3ème dimanche de Pâques A - 26 avril 2020

Avec le Ressuscité, passer de la tristesse à la joie.






          Nous l’avons déjà dit la semaine passée : la fête de Pâques est la fête du Passage. Nous pouvons l’expérimenter durant la nuit pascale à travers les différents extraits de la Parole de Dieu que nous lisons. Nous le comprenons dans l’acte même de Jésus qui passe de la mort à la vie. Et nous avons commencé à comprendre que ce grand passage en entraînait une série d’autres, plus petits, moins spectaculaires, mais tout aussi importants. La semaine passée, nous étions invités à passer du doute à la foi. Cette semaine, avec l’épisode des disciples d’Emmaüs, le Ressuscité nous invite à passer de la tristesse à la joie. 

            Voyez-vous, l’histoire de ces deux hommes qui rentrent chez eux au soir de Pâques, c’est notre histoire. Et je dirai qu’elle est singulièrement notre histoire en cette année si particulière où nous ne pouvons nous rassembler pour célébrer Pâques. Il existe effectivement une réelle tristesse cette année chez de nombreux croyants, empêchés de se rassembler pour célébrer le cœur de leur foi, empêchés par la même occasion de communier au Christ Ressuscité. certains auront beau rappeler la communion de désir, cela n’est quand même pas tout-à-fait la même chose, et ne donne pas le même sentiment d’accomplissement et de présence réelle au cœur même de notre vie de Celui qui a livré la sienne pour nous. Sans trop couper les cheveux en quatre, nous pouvons donc affirmer que l’histoire de ces deux hommes, l’un nommé Cléophas, l’autre restant inconnu, qui s’en vont chez eux, tristes et abattus, c’est l’histoire de notre humanité, perdue dans ses rêves de gloire qui s’en retourne vers d’autres chimères, déçue par celui qu’elle n’a pas su reconnaître comme Sauveur lorsqu’il était pendu au bois de la croix. C’est l’histoire de notre humanité aujourd’hui, qui se rend compte soudainement qu’elle n’est pas toute puissante, et qui découvre qu’un petit rien, invisible mais destructeur, peut transformer le monde en immense prison, et réduire à néant notre style de vie et celle de toutes nos sociétés.

* _DONNÉES EXTRAITES_:

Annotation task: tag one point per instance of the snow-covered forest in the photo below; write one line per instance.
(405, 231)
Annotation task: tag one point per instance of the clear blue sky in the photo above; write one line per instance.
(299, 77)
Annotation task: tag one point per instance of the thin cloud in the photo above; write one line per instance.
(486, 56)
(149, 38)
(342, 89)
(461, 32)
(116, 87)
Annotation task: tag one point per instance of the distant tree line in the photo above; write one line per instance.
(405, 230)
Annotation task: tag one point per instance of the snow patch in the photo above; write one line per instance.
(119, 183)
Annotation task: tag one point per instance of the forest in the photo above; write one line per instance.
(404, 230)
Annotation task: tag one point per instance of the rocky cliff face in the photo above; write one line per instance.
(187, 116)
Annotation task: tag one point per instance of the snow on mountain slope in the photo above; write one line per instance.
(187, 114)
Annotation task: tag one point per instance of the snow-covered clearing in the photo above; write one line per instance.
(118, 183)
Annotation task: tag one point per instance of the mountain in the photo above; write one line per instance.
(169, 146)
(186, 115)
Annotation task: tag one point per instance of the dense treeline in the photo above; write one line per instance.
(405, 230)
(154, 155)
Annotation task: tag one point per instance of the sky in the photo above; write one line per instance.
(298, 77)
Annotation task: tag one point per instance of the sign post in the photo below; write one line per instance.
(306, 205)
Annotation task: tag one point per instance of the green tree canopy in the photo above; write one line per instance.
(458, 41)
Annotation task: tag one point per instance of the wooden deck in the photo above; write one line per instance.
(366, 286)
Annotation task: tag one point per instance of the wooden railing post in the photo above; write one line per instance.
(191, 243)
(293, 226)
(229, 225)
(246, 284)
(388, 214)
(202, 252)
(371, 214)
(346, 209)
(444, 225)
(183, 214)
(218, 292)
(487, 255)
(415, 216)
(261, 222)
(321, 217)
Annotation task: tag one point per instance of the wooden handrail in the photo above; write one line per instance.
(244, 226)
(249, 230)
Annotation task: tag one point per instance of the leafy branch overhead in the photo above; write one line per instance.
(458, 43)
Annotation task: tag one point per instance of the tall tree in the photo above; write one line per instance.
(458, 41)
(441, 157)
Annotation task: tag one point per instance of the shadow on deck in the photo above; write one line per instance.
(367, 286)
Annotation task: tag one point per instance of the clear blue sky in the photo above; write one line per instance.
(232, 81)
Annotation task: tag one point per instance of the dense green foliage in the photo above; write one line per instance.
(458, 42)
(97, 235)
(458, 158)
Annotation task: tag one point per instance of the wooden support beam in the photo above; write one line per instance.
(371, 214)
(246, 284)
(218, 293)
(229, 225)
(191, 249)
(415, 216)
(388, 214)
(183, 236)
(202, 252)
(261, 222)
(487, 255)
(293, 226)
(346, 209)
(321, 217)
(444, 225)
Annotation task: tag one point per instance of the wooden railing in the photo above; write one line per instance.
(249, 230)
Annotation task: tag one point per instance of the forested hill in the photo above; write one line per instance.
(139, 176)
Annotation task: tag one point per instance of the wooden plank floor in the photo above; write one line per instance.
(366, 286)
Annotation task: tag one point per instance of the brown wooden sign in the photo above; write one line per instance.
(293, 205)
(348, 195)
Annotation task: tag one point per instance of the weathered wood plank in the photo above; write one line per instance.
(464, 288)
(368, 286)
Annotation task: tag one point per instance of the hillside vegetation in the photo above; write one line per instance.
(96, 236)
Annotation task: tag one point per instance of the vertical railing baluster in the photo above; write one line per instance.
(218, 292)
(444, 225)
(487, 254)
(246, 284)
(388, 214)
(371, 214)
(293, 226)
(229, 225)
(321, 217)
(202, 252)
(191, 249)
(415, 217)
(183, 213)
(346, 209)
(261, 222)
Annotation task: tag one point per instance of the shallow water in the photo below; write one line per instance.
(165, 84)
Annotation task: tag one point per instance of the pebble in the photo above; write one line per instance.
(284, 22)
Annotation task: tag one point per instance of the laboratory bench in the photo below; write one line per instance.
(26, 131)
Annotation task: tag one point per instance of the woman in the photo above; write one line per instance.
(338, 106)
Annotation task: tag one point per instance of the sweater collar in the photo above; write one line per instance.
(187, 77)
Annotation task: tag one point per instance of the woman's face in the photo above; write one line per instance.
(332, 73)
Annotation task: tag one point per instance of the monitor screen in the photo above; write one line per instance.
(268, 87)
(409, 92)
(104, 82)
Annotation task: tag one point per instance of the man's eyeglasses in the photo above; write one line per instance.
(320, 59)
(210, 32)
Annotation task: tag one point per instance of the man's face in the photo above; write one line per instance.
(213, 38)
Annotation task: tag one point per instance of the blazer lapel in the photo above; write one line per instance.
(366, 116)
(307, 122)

* _CONSIGNES_:
1. Mettez à jour le passage du texte fourni situé entre "Nous l’avons déjà" et "à passer de la tristesse à la joie.", bornes incluses, en remplaçant "tristesse" par "peine".
2. D'après le texte fourni, quel est le nom de celui des deux hommes rentrant chez eux qui est nommé ?
3. Selon le texte fourni, pourquoi existe-t-il cette année une réelle tristesse chez de nombreux croyants ?

* _RÉPONSES COMPLÈTES_:
1.
Nous l’avons déjà dit la semaine passée : la fête de Pâques est la fête du Passage. Nous pouvons l’expérimenter durant la nuit pascale à travers les différents extraits de la Parole de Dieu que nous lisons. Nous le comprenons dans l’acte même de Jésus qui passe de la mort à la vie. Et nous avons commencé à comprendre que ce grand passage en entraînait une série d’autres, plus petits, moins spectaculaires, mais tout aussi importants. La semaine passée, nous étions invités à passer du doute à la foi. Cette semaine, avec l’épisode des disciples d’Emmaüs, le Ressuscité nous invite à passer de la peine à la joie.

2. Il s'appelle Cléophas.

3. De nombreux croyants sont empêchés de se rassembler pour célébrer le cœur de leur foi. Ils sont ainsi également empêchés de communier au Christ ressuscité.